(Set exercise a) Report each line of the records below that contains the string "parked", treating uppercase and lowercase as distinct.

(Provided passage)

_ _ _ _

Nelson was ASU president from 1981 to 1989, a time that included the construction of the Karsten Golf Course and the opening of a fine-arts center named in his honor. In fall of 1983, he started an effort to bring a Super Bowl to Sun Devil Stadium, an achievement finally realized in 1996 several years after his departure.

ASU President Michael Crow said the university's mission was honed and energized under Nelson's leadership.

Former ASU President J. Russell Nelson, right, breaks ground on the ASU West campus with state legislators Sterling Ridge, left, and Lela Alston.

"Through his expertise and passionate advocacy, Russell made significant strides forward in scholarship funding, campus facilities and student services," Crow said in a statement.

_ _ _ _

(Rows)
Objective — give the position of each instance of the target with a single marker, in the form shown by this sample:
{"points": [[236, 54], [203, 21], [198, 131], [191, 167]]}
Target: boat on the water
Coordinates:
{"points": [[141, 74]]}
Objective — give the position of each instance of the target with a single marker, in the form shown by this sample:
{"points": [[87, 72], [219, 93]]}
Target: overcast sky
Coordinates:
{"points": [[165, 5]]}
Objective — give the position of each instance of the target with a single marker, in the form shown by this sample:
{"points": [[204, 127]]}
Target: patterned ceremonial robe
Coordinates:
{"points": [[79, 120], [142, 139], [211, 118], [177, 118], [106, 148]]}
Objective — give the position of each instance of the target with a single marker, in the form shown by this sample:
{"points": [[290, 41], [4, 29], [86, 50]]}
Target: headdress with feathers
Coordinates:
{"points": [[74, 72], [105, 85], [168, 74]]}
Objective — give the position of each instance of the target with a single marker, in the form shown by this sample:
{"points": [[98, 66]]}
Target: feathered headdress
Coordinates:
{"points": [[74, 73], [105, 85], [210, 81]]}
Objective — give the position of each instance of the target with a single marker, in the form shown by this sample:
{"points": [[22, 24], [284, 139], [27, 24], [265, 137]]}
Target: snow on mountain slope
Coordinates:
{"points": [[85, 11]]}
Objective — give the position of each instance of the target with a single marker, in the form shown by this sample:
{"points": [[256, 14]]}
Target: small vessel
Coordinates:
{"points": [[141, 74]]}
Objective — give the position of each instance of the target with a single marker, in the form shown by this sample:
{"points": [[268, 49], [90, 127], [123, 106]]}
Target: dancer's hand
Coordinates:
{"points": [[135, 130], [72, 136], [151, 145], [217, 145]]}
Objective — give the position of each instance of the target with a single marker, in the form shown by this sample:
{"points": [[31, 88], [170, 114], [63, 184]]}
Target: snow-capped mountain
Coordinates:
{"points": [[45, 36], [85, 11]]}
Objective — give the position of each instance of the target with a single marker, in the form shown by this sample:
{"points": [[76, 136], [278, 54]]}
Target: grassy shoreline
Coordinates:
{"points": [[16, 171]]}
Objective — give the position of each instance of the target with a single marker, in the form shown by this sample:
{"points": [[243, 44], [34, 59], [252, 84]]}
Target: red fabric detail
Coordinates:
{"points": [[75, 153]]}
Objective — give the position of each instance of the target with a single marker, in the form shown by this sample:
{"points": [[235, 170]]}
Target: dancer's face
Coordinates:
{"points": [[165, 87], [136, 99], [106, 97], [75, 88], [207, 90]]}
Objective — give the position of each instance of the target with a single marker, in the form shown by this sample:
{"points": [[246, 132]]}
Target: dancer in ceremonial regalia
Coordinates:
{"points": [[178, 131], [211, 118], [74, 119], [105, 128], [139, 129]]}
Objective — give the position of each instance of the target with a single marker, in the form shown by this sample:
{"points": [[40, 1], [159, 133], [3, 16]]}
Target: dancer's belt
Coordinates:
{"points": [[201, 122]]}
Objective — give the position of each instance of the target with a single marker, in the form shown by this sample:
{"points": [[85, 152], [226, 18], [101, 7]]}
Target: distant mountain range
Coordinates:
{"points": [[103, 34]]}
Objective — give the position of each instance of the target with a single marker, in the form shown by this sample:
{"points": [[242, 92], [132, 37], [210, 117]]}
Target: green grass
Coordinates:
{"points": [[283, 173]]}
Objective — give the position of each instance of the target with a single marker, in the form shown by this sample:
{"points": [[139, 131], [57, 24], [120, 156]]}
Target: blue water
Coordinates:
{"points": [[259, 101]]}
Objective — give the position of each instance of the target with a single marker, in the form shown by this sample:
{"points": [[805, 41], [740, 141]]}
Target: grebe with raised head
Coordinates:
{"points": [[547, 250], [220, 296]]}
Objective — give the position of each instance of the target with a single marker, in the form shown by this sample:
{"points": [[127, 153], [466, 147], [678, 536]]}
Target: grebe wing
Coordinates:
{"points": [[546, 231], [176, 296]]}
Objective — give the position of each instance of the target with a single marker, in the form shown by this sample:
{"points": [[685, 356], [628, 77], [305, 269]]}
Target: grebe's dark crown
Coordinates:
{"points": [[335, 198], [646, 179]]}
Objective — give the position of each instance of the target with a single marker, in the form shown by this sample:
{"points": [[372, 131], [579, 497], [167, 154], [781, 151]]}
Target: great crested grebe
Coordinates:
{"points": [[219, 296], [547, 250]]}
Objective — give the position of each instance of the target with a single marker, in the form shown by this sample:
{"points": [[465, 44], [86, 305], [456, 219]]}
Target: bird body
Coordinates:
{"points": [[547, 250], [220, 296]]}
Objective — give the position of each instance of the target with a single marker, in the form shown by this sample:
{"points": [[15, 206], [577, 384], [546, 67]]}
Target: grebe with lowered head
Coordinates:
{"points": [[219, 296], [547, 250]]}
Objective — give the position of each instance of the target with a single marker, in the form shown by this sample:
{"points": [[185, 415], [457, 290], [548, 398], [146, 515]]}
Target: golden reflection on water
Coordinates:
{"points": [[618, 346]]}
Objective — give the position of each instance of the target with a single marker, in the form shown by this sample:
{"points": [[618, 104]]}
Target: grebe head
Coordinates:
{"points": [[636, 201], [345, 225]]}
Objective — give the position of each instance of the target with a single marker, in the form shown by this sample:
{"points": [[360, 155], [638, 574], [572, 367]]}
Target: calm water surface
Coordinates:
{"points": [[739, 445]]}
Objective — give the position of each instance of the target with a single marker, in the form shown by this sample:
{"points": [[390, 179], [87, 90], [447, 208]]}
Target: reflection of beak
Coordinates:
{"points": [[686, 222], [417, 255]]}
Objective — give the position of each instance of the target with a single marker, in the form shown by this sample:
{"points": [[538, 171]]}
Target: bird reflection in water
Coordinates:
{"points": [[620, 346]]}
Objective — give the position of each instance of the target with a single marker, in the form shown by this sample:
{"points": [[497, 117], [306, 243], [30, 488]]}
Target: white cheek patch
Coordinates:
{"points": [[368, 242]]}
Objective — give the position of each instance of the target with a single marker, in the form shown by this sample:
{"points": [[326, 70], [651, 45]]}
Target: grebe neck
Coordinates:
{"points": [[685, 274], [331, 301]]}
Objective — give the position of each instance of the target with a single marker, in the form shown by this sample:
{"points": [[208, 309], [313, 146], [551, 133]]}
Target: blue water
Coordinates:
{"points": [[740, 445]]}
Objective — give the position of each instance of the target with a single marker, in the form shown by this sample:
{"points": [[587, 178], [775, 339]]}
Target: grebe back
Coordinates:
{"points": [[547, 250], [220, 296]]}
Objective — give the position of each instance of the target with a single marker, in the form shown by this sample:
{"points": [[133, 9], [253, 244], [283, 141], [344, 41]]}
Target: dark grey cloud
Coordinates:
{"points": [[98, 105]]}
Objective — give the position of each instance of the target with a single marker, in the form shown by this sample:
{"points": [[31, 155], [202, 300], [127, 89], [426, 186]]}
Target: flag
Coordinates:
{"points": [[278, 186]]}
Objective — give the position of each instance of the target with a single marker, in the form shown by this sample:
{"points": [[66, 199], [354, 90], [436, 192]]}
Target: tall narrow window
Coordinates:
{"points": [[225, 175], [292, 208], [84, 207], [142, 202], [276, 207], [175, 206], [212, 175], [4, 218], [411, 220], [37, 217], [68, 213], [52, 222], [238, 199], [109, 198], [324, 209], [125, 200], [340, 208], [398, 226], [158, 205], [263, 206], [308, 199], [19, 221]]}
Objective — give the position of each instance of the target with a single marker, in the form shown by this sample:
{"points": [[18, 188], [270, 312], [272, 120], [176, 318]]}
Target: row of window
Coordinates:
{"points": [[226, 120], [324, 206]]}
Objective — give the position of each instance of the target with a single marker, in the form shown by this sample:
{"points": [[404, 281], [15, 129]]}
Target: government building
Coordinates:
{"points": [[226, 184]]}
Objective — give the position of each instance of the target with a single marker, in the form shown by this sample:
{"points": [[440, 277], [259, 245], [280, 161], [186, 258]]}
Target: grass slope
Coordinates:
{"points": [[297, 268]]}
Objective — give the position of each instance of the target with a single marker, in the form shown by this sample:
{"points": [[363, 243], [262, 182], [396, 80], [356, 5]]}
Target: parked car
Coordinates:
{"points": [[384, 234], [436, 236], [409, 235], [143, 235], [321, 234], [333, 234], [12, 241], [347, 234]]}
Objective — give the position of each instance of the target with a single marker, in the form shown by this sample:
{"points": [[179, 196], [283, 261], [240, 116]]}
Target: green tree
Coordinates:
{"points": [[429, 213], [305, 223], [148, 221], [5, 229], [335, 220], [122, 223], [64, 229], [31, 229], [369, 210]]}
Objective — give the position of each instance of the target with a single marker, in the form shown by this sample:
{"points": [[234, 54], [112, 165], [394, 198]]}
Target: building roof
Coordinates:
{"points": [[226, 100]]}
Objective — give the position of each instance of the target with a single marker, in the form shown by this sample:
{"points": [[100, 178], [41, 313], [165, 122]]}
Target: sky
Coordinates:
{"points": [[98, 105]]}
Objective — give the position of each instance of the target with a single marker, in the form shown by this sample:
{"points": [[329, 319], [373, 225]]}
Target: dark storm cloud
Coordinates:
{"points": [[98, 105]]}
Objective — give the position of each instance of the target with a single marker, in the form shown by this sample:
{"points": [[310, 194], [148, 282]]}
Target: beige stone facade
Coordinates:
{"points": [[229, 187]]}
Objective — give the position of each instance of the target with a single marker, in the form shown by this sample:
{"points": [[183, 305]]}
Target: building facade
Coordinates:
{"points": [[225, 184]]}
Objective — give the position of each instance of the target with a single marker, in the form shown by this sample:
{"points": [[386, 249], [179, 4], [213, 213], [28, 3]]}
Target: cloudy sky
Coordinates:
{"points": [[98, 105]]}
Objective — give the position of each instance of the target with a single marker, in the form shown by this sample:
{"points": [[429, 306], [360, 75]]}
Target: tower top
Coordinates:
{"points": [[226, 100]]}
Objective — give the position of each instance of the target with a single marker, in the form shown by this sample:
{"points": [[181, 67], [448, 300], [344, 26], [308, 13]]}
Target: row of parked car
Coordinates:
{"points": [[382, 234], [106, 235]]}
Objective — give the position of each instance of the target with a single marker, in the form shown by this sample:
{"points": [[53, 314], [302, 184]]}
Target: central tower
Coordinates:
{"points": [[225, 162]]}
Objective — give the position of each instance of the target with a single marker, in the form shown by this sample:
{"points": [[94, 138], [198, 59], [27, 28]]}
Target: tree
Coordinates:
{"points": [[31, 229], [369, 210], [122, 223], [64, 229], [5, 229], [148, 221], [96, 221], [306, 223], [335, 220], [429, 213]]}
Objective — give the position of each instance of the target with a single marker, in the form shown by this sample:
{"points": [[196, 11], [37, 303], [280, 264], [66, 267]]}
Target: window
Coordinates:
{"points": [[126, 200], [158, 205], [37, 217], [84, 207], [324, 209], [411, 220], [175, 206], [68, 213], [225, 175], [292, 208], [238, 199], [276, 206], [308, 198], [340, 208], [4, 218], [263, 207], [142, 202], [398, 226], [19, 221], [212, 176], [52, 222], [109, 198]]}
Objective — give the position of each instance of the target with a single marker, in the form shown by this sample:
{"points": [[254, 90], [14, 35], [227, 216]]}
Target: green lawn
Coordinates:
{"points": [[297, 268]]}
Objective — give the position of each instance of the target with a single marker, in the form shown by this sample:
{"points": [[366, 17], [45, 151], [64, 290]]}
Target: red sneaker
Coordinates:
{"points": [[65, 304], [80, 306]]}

_ _ _ _

(Set exercise b) Write what comes next in the passage on J. Russell Nelson's years as ASU president, picking up after its final sentence.

(Right answer a)
Target: parked car
Target: row of parked car

(Right answer b)
Nelson, who had degrees in business and finance, was chancellor at the University of Colorado at Boulder for three years before coming to ASU.

At ASU, Nelson steered the university away from athletics and toward academics, and the school's standing as a research university was enhanced.

He left ASU in 1989 to go back to the University of Colorado-Boulder, this time as dean of the business college and was succeeded at ASU by Lattie Coor.

Nelson said he wanted to live ''a simpler, more private life," at the time.

At the time of his departure, ASU had a student body of 43,000, ranking fifth in the country.